▸ Document source:
Et Christian Accaoui de préciser enfin les enjeux d’actualité et inactualité historique :

« Replacer les œuvres dans leur contexte d’époque, c’est éviter l’anachronisme si fréquent qui consiste à projeter _ idéologiquement : comme s’il s’agissait de substances immuables : « naturelles » ! _ nos catégories modernes sur des notions et des œuvres anciennes.

Cet ouvrage est donc esthétique (…) au sens large : en ouvrant en grand ses pages à la poétique et à la rhétorique qui étaient chez les Anciens et les classiques avant l’apparition de l’esthétique _ Baumgarten, Kant, au cours de la seconde moitié du XVIIIe siècle _ le lieu pour la critique d’art _ qui naît elle-même au cours de la première moitié de ce même siècle ; avec l’émergence d’un public : multiplication de salles d’opéra (après Venise), premières salles de concerts (le Concert Spirituel à Paris, en 1725), etc.

Resituer les œuvres et les pratiques musicales dans leur contexte d’origine sans les resituer dans l’histoire, ce serait les figer dans l’esprit ou les mentalités du temps qui les ont vu naître. Les resituer dans l’histoire, c’est les replacer dans les traditions dont elles sont issues et mesurer la distance historique qui nous sépare de leur monde d’origine et qui les voue à toutes sortes d’avatars et de réinterprétations.

Si certaines notions sont spécifiques d’une époque donnée (le poème symphonique par exemple n’intéresse quasiment que la période romantique _ qu’en penserait un Lucien Durosoir en 1920 pour le Poème, ou 1924 pour Le Balcon ? par exemple… _, d’autres sont transhistoriques.

▸ Mise en pratique:
1: Recopiez le passage du document source qui s'ouvre sur les mots « Et Christian Accaoui » et se clôt sur « en 1725), etc. », en substituant « Naples » à « Venise ».
2: Indiquez si chacune des affirmations suivantes concorde avec le document source, en répondant par oui ou par non et en citant les mots du texte qui en décident.
(a) Le Concert Spirituel à Paris date de 1725.
(b) L'apparition de l'esthétique se situe dans la première moitié du XVIIIe siècle.
(c) Toutes les notions sont spécifiques d'une époque donnée.
3: Rédigez la suite du texte sur les œuvres musicales et leur contexte historique, à partir de sa dernière phrase.
Le matériel qui suit n'a aucun rôle dans ce travail.

▸ Contenu des données:

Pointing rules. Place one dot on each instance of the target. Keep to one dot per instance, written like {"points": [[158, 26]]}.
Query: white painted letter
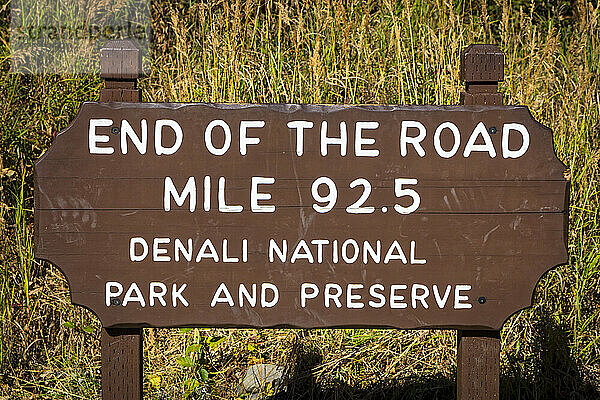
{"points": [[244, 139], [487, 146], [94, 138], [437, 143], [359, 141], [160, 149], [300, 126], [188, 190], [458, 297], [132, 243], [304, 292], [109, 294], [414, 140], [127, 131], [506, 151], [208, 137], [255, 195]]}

▸ Réponses:
1:
Et Christian Accaoui de préciser enfin les enjeux d’actualité et inactualité historique :

« Replacer les œuvres dans leur contexte d’époque, c’est éviter l’anachronisme si fréquent qui consiste à projeter _ idéologiquement : comme s’il s’agissait de substances immuables : « naturelles » ! _ nos catégories modernes sur des notions et des œuvres anciennes.

Cet ouvrage est donc esthétique (…) au sens large : en ouvrant en grand ses pages à la poétique et à la rhétorique qui étaient chez les Anciens et les classiques avant l’apparition de l’esthétique _ Baumgarten, Kant, au cours de la seconde moitié du XVIIIe siècle _ le lieu pour la critique d’art _ qui naît elle-même au cours de la première moitié de ce même siècle ; avec l’émergence d’un public : multiplication de salles d’opéra (après Naples), premières salles de concerts (le Concert Spirituel à Paris, en 1725), etc.

2:
(a) Oui : « le Concert Spirituel à Paris, en 1725 ».
(b) Non : « au cours de la seconde moitié du XVIIIe siècle ».
(c) Non : « d’autres sont transhistoriques ».

3:
Dans ce dernier cas, nous avons cherché à retracer brièvement l’évolution _ le négliger conduit à trop de confusions… _ des notions qui connaissent selon les cas éclipses, mutations, avatars. Nous avons tenté de comprendre la diversité _ signifiante _ des usages d’un terme, l’évolution, parfois sinueuse _ mais oui ! _, d’un concept«  _ cf ici le travail passionnant en philosophie politique d’un Michaël Foessel en son État de vigilance ; et cf mon article sur ce travail le 18 janvier 2011 :Faire monde” face à l’angoisse du tout sécuritaire : la nécessaire anthropologie politique de Michaël Foessel« 

Ainsi l’ouvrage fait-il tout spécialement « ressortir la spécificité _ oui : c’est indispensable _ des époques de l’histoire de la musique et les grandes lignes de force _ voilà _ qui les traversent _ et travaillent _, mettant en lumière un développement à la fois continu et discontinu« . Car « ce développement a laissé des traces, comme des sédiments stratifiés _ c’est cela ! _, dans nos manières d’entendre et structure _ toujours _ nos écoutes«   _ cf ici le très remarquable L’Oreille divisée de Martin Kaltenecker…

De cet aperçu rétrospectif (et présentatif de son mode d’emploi, en cet Avant-propos) sur la logique de cet ouvrage qu’il a conduit,

Chritian Accaoui conclut, page 12, ceci,

qui est décisif pour le présent de la lecture :

« Un tel but ne peut que tendre résolument à rompre avec le formalisme _ voilà _ qui a dominé la musicologie depuis 1960 ; et dont elle se détache _ de même que la musique même _ progressivement depuis une quinzaine d’années.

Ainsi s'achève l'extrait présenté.